Reproduce every one of the records below, keeping each line identical to the original.

[Records from a data collection]
=-=-=-=-=

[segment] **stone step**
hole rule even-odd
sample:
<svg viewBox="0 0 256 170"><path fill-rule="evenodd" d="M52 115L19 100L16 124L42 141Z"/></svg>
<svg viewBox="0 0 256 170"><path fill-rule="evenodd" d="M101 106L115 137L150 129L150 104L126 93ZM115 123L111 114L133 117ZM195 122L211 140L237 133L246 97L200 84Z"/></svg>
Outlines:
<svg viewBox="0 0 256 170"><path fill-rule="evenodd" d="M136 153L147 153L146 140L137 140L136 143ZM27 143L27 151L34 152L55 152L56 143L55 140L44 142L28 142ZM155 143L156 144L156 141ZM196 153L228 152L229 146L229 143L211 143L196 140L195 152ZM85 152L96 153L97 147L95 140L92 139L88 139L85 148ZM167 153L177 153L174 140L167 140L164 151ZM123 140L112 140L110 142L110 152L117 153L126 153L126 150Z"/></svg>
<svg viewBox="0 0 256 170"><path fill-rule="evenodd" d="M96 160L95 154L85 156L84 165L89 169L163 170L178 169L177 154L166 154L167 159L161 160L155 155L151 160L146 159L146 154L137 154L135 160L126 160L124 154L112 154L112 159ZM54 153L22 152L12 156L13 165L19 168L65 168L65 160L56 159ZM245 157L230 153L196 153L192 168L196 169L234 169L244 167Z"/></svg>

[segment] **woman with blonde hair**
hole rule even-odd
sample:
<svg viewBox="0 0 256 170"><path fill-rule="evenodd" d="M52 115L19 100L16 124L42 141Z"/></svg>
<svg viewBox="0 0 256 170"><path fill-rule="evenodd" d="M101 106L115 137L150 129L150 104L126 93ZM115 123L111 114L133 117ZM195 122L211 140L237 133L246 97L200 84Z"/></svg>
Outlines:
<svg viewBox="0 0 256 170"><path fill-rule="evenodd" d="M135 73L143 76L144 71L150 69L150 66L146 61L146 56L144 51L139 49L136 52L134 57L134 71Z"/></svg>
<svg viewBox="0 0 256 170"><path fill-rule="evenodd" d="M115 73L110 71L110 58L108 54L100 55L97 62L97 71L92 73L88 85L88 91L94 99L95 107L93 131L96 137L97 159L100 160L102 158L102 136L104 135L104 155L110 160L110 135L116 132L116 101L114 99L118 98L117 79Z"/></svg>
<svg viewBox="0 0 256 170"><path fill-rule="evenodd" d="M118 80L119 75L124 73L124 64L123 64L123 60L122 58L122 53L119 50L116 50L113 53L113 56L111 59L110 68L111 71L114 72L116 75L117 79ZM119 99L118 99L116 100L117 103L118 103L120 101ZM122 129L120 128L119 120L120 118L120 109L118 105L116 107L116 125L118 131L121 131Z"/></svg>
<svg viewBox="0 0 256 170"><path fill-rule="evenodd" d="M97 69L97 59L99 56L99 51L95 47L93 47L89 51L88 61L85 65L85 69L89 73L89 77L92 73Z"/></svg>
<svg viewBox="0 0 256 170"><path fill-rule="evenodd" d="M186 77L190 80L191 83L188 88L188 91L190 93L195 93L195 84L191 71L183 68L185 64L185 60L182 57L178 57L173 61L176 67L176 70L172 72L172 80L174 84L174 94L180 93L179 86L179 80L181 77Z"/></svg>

=-=-=-=-=

Solution to this exercise:
[segment] **stone step**
hole rule even-odd
sample:
<svg viewBox="0 0 256 170"><path fill-rule="evenodd" d="M52 115L19 100L16 124L42 141Z"/></svg>
<svg viewBox="0 0 256 170"><path fill-rule="evenodd" d="M101 106L115 137L150 129L150 104L126 93ZM115 123L111 114L133 117ZM195 122L211 140L237 133L246 97L200 84Z"/></svg>
Outlines:
<svg viewBox="0 0 256 170"><path fill-rule="evenodd" d="M136 153L147 153L146 140L137 140L136 143ZM27 143L27 151L34 152L55 152L56 143L55 140L44 142L28 142ZM155 143L156 144L156 141ZM196 153L228 152L229 146L229 143L211 143L196 140L195 152ZM85 152L96 153L97 147L95 140L92 139L88 139L85 148ZM167 153L177 153L174 140L167 140L164 151ZM123 140L112 140L110 142L110 152L117 153L126 153L126 150Z"/></svg>
<svg viewBox="0 0 256 170"><path fill-rule="evenodd" d="M96 160L95 154L85 156L84 165L89 169L163 170L178 169L177 154L166 154L167 159L161 160L155 155L151 160L146 159L146 154L137 154L135 160L126 160L124 154L112 154L112 159ZM54 153L22 152L12 156L13 165L19 168L65 168L65 160L56 159ZM245 157L230 153L196 153L192 168L196 169L234 169L244 167Z"/></svg>

[segment] **woman with blonde hair**
hole rule even-odd
sample:
<svg viewBox="0 0 256 170"><path fill-rule="evenodd" d="M52 115L19 100L16 124L42 141Z"/></svg>
<svg viewBox="0 0 256 170"><path fill-rule="evenodd" d="M101 106L115 137L150 129L150 104L126 93ZM115 123L111 114L133 117ZM195 122L211 140L237 133L246 97L200 84Z"/></svg>
Outlines:
<svg viewBox="0 0 256 170"><path fill-rule="evenodd" d="M135 73L143 76L144 71L150 69L150 66L146 61L146 56L144 51L139 49L136 52L134 57L134 71Z"/></svg>
<svg viewBox="0 0 256 170"><path fill-rule="evenodd" d="M115 73L110 71L110 58L108 54L100 55L97 62L97 71L92 73L88 85L88 91L94 99L95 107L93 131L96 137L97 159L100 160L102 158L102 136L104 135L104 155L110 160L110 135L116 132L116 101L114 99L118 98L117 79Z"/></svg>
<svg viewBox="0 0 256 170"><path fill-rule="evenodd" d="M118 80L119 75L124 73L124 64L123 64L123 60L122 58L122 53L119 50L116 50L113 53L113 56L111 59L110 68L111 71L114 72L116 75L117 79ZM119 99L118 99L116 100L117 103L118 103L120 101ZM122 129L120 128L119 120L120 118L120 109L118 105L116 107L116 125L118 131L121 131Z"/></svg>
<svg viewBox="0 0 256 170"><path fill-rule="evenodd" d="M97 69L97 59L99 56L99 51L95 47L93 47L89 51L88 61L85 65L85 69L89 73L89 77L92 73Z"/></svg>
<svg viewBox="0 0 256 170"><path fill-rule="evenodd" d="M186 77L190 80L191 83L188 88L188 91L190 93L195 93L195 84L191 71L183 68L185 64L185 60L182 57L178 57L173 61L176 67L176 70L172 72L172 80L174 84L174 94L180 93L179 86L179 80L181 77Z"/></svg>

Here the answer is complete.